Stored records
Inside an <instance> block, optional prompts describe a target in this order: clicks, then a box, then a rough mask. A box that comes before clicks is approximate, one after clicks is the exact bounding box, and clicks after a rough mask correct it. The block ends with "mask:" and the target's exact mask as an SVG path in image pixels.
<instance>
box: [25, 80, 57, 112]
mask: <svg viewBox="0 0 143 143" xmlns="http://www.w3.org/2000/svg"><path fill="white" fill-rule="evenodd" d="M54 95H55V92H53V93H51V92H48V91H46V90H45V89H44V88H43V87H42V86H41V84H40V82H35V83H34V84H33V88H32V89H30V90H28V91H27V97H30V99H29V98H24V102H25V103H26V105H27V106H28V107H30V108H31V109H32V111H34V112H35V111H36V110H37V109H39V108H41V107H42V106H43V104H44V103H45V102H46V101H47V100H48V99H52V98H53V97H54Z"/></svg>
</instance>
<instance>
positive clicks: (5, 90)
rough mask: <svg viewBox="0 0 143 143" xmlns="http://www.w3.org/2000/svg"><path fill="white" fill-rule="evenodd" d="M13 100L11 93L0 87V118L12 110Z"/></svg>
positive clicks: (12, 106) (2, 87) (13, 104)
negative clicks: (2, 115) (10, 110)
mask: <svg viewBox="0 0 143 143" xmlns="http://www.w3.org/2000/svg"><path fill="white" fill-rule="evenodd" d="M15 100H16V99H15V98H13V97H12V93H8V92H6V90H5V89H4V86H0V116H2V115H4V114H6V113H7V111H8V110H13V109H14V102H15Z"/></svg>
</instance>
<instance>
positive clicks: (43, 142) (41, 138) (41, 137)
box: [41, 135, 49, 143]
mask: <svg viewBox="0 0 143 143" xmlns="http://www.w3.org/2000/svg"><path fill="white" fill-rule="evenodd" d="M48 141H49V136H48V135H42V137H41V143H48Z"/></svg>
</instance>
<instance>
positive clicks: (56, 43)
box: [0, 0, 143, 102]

Task item
What you return must match the records above exactly, line for line.

Output for this task
Inside an <instance> block, optional prompts describe a target in this order: clicks, then a box, then a rough mask. A box that comes before clicks is approximate, one after clicks is the exact bounding box, and clicks after a rough mask correct it. The block ends with "mask:" and the target's exact mask as an SVG path in image pixels.
<instance>
box: [25, 80, 57, 112]
mask: <svg viewBox="0 0 143 143" xmlns="http://www.w3.org/2000/svg"><path fill="white" fill-rule="evenodd" d="M54 95H55V92H53V93H51V92H48V91H46V90H45V89H44V88H43V87H42V86H41V84H40V82H35V83H34V84H33V88H32V89H30V90H28V91H27V97H30V99H29V98H24V102H25V103H26V105H27V106H28V107H30V108H31V109H32V111H34V112H35V111H36V110H37V109H39V108H41V107H42V106H43V104H44V103H45V102H46V101H47V100H48V99H52V98H53V97H54Z"/></svg>
</instance>
<instance>
positive clicks: (5, 90)
rough mask: <svg viewBox="0 0 143 143" xmlns="http://www.w3.org/2000/svg"><path fill="white" fill-rule="evenodd" d="M13 100L11 93L0 87V118L12 110Z"/></svg>
positive clicks: (12, 106) (2, 87) (13, 104)
negative clicks: (2, 115) (10, 110)
mask: <svg viewBox="0 0 143 143" xmlns="http://www.w3.org/2000/svg"><path fill="white" fill-rule="evenodd" d="M15 100H16V99H15V98H13V97H12V93H8V92H6V90H5V89H4V86H0V116H2V115H4V114H6V113H7V111H8V110H13V109H14V102H15Z"/></svg>
</instance>
<instance>
positive clicks: (43, 142) (41, 138) (41, 137)
box: [41, 135, 49, 143]
mask: <svg viewBox="0 0 143 143" xmlns="http://www.w3.org/2000/svg"><path fill="white" fill-rule="evenodd" d="M48 141H49V136H48V135H42V137H41V143H48Z"/></svg>
</instance>
<instance>
positive clicks: (56, 43)
box: [0, 0, 143, 102]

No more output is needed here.